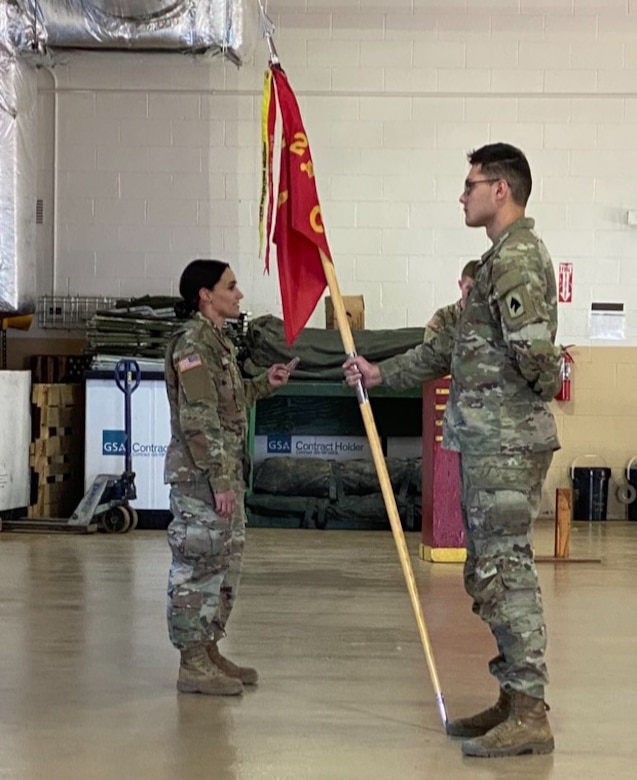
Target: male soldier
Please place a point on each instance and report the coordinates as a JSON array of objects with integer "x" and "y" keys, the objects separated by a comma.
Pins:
[
  {"x": 504, "y": 369},
  {"x": 449, "y": 316}
]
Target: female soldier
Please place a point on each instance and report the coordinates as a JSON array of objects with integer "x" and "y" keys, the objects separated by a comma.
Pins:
[{"x": 206, "y": 467}]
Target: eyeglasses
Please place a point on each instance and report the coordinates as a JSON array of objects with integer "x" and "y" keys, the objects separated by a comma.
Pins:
[{"x": 469, "y": 185}]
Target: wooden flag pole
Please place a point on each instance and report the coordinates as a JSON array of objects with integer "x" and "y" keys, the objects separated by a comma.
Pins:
[{"x": 385, "y": 484}]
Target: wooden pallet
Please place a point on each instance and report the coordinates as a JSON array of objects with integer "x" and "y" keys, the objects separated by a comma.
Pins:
[{"x": 56, "y": 453}]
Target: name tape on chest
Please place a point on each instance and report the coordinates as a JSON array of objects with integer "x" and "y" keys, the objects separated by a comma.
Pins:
[{"x": 191, "y": 361}]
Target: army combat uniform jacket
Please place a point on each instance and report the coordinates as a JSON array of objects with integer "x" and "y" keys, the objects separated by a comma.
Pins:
[
  {"x": 209, "y": 403},
  {"x": 443, "y": 319},
  {"x": 502, "y": 358}
]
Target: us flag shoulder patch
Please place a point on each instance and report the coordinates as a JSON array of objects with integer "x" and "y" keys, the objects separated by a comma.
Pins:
[{"x": 192, "y": 361}]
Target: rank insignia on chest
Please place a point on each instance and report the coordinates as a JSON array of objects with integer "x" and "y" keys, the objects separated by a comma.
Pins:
[
  {"x": 191, "y": 361},
  {"x": 514, "y": 305}
]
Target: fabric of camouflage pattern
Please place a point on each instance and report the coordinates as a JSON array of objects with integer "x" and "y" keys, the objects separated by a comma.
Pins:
[
  {"x": 209, "y": 402},
  {"x": 500, "y": 500},
  {"x": 206, "y": 567},
  {"x": 502, "y": 359},
  {"x": 444, "y": 319},
  {"x": 504, "y": 368}
]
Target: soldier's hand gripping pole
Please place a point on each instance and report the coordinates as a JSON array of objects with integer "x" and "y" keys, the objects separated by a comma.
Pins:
[{"x": 385, "y": 485}]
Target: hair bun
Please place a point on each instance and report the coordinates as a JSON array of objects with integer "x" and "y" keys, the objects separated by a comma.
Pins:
[{"x": 182, "y": 310}]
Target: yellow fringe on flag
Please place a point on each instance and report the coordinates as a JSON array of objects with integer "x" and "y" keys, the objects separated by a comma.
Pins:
[{"x": 265, "y": 158}]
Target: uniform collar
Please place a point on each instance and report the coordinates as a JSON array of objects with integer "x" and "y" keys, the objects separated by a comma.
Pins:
[{"x": 524, "y": 223}]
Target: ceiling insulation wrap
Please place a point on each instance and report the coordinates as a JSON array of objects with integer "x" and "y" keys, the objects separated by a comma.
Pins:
[
  {"x": 17, "y": 184},
  {"x": 29, "y": 31},
  {"x": 228, "y": 26}
]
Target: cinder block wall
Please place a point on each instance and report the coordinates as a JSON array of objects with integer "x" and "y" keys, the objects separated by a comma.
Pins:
[
  {"x": 600, "y": 421},
  {"x": 149, "y": 160}
]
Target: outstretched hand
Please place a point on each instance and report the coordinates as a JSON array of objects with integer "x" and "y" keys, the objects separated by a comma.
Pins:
[{"x": 357, "y": 369}]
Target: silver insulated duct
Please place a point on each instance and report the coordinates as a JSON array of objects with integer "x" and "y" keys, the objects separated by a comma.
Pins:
[
  {"x": 18, "y": 95},
  {"x": 227, "y": 26},
  {"x": 33, "y": 30}
]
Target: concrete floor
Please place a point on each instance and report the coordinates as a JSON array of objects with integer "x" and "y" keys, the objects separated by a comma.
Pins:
[{"x": 87, "y": 676}]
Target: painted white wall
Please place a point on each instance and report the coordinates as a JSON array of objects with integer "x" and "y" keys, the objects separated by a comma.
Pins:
[{"x": 157, "y": 157}]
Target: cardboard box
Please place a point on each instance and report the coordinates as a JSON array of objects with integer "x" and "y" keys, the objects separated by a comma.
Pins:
[{"x": 355, "y": 308}]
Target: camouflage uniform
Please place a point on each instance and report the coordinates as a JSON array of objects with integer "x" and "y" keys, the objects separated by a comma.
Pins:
[
  {"x": 446, "y": 318},
  {"x": 504, "y": 367},
  {"x": 209, "y": 402}
]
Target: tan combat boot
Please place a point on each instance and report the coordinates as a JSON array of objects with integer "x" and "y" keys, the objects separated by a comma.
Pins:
[
  {"x": 478, "y": 725},
  {"x": 526, "y": 730},
  {"x": 198, "y": 675},
  {"x": 246, "y": 674}
]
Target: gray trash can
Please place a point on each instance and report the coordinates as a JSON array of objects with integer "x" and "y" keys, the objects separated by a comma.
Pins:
[{"x": 590, "y": 492}]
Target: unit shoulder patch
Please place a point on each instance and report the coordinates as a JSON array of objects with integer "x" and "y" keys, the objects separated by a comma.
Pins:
[{"x": 189, "y": 362}]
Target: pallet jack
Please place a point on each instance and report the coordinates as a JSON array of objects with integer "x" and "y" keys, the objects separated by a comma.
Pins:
[{"x": 106, "y": 504}]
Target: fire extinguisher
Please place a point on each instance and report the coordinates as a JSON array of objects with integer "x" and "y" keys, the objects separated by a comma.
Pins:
[{"x": 566, "y": 367}]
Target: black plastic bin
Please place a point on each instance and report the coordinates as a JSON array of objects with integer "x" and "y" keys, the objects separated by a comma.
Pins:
[
  {"x": 631, "y": 475},
  {"x": 590, "y": 489}
]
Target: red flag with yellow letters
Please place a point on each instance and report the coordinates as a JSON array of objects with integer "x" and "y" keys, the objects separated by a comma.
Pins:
[{"x": 299, "y": 234}]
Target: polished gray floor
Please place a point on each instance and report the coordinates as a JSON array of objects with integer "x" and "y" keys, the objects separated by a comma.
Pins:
[{"x": 87, "y": 676}]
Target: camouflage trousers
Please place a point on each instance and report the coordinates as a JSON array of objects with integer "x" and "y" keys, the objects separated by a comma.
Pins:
[
  {"x": 500, "y": 502},
  {"x": 207, "y": 553}
]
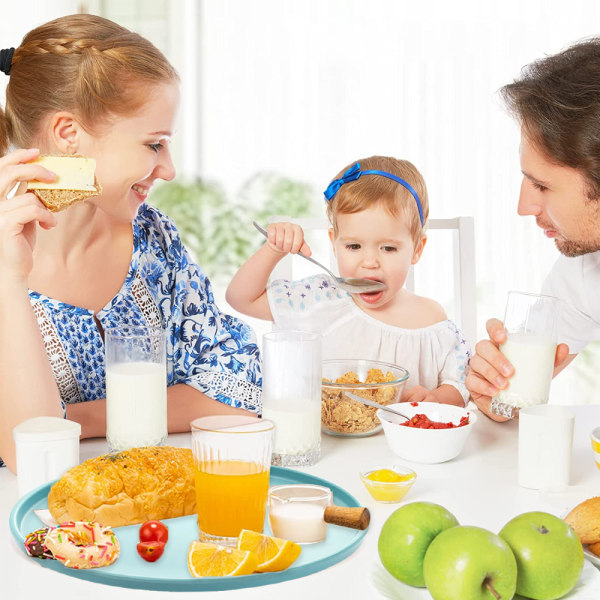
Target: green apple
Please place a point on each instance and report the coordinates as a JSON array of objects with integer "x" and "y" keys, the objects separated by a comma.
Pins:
[
  {"x": 470, "y": 563},
  {"x": 405, "y": 536},
  {"x": 549, "y": 555}
]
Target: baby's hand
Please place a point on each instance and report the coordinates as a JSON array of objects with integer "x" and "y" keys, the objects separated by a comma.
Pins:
[
  {"x": 287, "y": 238},
  {"x": 418, "y": 394}
]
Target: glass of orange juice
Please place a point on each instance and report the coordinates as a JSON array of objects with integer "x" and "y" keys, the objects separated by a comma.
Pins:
[{"x": 232, "y": 458}]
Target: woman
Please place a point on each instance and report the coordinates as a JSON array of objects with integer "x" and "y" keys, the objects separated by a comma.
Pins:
[{"x": 84, "y": 85}]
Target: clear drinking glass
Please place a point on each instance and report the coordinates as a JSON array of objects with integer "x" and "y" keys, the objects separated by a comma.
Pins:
[
  {"x": 136, "y": 387},
  {"x": 531, "y": 325},
  {"x": 232, "y": 460},
  {"x": 291, "y": 395}
]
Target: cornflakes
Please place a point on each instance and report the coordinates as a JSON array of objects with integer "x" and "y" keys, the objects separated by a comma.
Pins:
[{"x": 341, "y": 414}]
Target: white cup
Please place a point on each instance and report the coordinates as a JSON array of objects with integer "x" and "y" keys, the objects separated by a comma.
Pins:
[
  {"x": 46, "y": 447},
  {"x": 545, "y": 446}
]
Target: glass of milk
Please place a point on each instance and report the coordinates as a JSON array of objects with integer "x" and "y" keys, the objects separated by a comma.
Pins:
[
  {"x": 531, "y": 326},
  {"x": 136, "y": 387},
  {"x": 291, "y": 395}
]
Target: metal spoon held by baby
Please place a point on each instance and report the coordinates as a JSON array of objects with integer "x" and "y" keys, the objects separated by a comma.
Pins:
[
  {"x": 376, "y": 405},
  {"x": 352, "y": 285}
]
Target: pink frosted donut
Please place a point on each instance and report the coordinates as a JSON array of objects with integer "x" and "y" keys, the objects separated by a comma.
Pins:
[{"x": 83, "y": 544}]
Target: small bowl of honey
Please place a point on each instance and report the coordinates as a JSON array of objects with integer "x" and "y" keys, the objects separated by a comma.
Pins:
[{"x": 388, "y": 483}]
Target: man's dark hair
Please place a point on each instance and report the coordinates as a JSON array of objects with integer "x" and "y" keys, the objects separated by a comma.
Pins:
[{"x": 557, "y": 102}]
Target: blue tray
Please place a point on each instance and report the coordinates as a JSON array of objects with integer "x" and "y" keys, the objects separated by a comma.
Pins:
[{"x": 170, "y": 572}]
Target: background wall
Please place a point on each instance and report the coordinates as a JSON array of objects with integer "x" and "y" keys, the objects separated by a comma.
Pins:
[{"x": 303, "y": 88}]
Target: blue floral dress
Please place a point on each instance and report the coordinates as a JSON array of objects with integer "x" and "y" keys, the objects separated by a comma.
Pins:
[{"x": 213, "y": 352}]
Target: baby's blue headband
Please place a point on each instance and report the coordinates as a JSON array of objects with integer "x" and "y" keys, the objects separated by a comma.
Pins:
[{"x": 354, "y": 172}]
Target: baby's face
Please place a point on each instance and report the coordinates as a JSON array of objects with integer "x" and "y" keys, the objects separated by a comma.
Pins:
[{"x": 373, "y": 244}]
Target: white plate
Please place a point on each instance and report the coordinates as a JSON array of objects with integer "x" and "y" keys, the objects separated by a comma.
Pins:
[{"x": 587, "y": 588}]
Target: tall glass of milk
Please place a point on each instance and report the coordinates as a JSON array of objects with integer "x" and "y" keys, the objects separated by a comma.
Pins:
[
  {"x": 136, "y": 387},
  {"x": 531, "y": 326},
  {"x": 291, "y": 395}
]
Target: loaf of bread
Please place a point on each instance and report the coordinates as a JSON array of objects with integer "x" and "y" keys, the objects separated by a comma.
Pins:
[
  {"x": 585, "y": 520},
  {"x": 128, "y": 487}
]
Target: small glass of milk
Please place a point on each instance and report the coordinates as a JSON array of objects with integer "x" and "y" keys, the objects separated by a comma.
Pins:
[
  {"x": 296, "y": 512},
  {"x": 291, "y": 395},
  {"x": 531, "y": 326},
  {"x": 136, "y": 387}
]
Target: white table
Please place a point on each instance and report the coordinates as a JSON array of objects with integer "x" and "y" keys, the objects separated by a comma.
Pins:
[{"x": 479, "y": 487}]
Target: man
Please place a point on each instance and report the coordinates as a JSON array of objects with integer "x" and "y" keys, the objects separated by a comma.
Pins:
[{"x": 556, "y": 101}]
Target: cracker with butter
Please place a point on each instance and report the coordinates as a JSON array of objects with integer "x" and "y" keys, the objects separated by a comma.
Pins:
[{"x": 76, "y": 181}]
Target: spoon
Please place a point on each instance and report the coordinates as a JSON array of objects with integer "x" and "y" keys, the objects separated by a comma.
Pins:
[
  {"x": 353, "y": 285},
  {"x": 376, "y": 405}
]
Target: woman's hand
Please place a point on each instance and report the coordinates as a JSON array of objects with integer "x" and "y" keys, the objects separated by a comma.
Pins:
[
  {"x": 287, "y": 238},
  {"x": 20, "y": 214}
]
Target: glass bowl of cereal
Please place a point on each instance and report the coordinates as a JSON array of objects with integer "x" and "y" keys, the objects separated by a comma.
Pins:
[{"x": 378, "y": 381}]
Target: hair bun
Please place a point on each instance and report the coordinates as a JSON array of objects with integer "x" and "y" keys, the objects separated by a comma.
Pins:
[{"x": 6, "y": 60}]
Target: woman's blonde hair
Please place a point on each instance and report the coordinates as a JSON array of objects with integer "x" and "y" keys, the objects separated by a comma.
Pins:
[
  {"x": 370, "y": 190},
  {"x": 83, "y": 64}
]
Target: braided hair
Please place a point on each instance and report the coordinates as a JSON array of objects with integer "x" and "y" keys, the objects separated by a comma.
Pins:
[{"x": 80, "y": 63}]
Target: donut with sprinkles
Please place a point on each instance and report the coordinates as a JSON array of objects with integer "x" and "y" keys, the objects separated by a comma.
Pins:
[{"x": 83, "y": 544}]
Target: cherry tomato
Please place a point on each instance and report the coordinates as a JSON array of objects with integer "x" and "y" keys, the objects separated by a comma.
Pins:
[
  {"x": 154, "y": 531},
  {"x": 151, "y": 551}
]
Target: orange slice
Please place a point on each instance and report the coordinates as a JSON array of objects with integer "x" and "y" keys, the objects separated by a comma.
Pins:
[
  {"x": 273, "y": 554},
  {"x": 212, "y": 560}
]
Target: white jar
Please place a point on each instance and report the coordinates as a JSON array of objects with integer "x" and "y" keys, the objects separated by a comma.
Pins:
[{"x": 46, "y": 447}]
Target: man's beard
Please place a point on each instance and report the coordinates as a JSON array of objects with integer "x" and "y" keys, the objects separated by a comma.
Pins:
[{"x": 571, "y": 248}]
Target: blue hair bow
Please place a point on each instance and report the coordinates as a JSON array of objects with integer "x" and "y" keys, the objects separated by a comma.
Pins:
[{"x": 354, "y": 172}]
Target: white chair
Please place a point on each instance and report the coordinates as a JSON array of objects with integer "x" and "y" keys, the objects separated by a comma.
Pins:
[{"x": 463, "y": 310}]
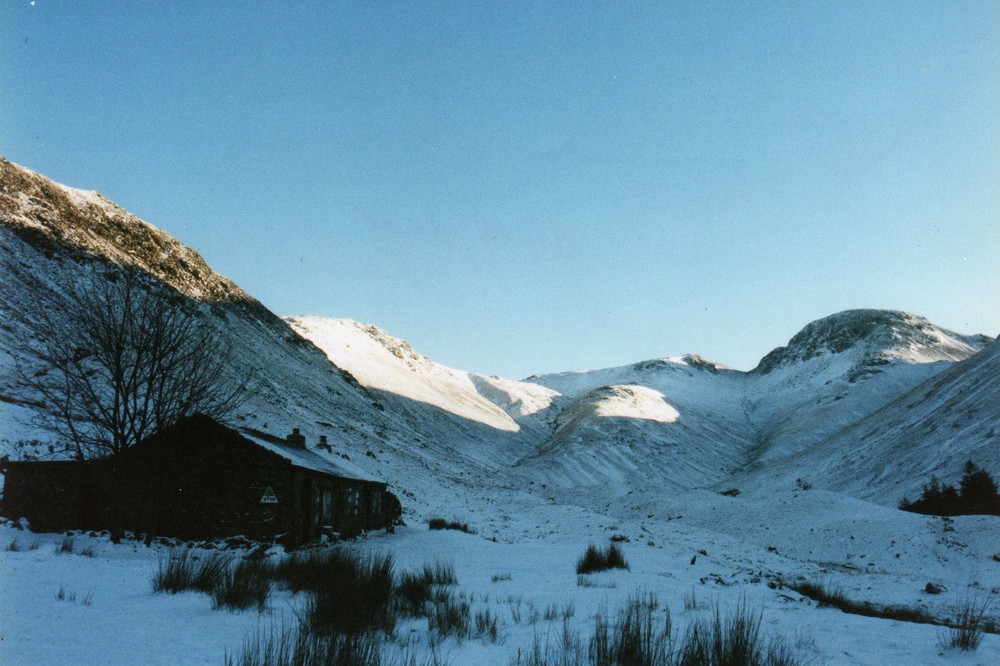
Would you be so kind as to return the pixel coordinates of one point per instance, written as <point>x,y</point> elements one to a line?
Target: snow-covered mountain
<point>53,238</point>
<point>856,391</point>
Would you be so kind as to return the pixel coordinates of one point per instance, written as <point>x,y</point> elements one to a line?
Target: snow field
<point>695,562</point>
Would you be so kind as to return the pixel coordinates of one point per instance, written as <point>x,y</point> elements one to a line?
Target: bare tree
<point>125,357</point>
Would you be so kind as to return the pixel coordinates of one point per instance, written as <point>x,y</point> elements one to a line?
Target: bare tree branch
<point>124,358</point>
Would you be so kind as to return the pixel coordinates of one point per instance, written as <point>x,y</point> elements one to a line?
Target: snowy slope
<point>838,370</point>
<point>862,404</point>
<point>381,361</point>
<point>676,420</point>
<point>53,237</point>
<point>930,430</point>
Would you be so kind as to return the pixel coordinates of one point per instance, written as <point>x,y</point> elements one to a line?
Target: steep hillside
<point>931,430</point>
<point>53,238</point>
<point>823,404</point>
<point>840,369</point>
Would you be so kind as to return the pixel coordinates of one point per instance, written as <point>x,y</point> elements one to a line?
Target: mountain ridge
<point>675,422</point>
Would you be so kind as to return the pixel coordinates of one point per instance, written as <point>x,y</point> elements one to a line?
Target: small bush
<point>415,589</point>
<point>735,641</point>
<point>442,524</point>
<point>244,586</point>
<point>351,595</point>
<point>976,494</point>
<point>181,571</point>
<point>292,646</point>
<point>967,631</point>
<point>486,625</point>
<point>450,616</point>
<point>635,637</point>
<point>835,598</point>
<point>174,574</point>
<point>598,559</point>
<point>584,581</point>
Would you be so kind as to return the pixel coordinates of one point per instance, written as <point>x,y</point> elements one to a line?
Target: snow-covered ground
<point>821,441</point>
<point>719,550</point>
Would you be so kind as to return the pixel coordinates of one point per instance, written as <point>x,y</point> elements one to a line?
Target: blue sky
<point>534,187</point>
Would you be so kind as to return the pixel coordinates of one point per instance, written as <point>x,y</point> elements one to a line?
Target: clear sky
<point>517,188</point>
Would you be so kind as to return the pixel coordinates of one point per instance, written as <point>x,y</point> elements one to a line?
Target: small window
<point>353,501</point>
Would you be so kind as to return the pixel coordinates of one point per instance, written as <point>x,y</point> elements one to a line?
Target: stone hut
<point>199,479</point>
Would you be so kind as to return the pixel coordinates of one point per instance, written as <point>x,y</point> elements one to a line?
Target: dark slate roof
<point>308,458</point>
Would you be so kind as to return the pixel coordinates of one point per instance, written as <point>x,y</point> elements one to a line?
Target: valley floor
<point>695,552</point>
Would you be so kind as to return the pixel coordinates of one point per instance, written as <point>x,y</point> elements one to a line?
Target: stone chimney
<point>296,439</point>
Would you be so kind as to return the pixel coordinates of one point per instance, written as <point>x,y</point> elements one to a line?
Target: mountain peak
<point>880,336</point>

* * * * *

Work to complete
Gather every line of the records that contains the string "covered" and copy each one out.

Completed task
Target: snow-covered mountain
Target: snow-covered ground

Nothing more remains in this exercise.